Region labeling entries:

--- --- ---

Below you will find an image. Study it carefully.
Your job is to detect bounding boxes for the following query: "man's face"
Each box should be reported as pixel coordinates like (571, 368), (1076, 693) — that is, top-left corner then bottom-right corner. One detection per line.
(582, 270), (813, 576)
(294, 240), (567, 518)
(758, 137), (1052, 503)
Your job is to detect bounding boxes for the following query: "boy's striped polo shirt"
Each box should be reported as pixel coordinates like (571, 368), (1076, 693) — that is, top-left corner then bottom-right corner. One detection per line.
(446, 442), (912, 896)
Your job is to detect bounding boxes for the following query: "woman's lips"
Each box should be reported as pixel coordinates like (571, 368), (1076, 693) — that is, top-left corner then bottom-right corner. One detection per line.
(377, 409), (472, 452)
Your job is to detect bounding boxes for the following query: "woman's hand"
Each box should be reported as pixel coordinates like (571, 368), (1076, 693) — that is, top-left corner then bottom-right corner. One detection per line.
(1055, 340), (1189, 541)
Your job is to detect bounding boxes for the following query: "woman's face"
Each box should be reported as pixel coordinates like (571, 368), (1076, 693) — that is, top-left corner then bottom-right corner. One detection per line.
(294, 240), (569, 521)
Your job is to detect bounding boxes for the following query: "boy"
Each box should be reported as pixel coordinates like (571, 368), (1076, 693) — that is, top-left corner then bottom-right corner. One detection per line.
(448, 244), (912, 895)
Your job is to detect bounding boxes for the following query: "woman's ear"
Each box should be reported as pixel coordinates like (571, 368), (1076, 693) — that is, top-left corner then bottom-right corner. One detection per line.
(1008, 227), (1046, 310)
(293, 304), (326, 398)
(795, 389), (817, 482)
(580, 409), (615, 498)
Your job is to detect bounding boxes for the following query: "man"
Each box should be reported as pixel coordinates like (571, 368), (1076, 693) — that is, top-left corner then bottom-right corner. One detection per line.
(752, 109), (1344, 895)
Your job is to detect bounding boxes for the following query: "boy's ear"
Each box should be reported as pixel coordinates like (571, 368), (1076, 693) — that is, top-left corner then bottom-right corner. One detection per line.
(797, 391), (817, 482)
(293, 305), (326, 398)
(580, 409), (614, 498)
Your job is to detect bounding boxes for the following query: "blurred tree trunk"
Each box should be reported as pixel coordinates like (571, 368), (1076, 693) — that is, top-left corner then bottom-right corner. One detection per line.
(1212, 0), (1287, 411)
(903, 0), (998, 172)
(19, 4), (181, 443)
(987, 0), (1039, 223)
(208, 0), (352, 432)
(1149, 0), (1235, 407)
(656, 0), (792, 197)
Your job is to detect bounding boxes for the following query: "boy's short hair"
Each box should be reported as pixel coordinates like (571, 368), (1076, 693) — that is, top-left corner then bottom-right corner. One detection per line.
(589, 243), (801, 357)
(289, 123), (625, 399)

--- --- ---

Find every line in the entries above that contains the string "face", treating uppercase and lowercase as different, and copy each of those lines.

Your job is to detect bounding boxes for the following query: "man's face"
Your job is to detect bounding boxes for the following query: "woman's face"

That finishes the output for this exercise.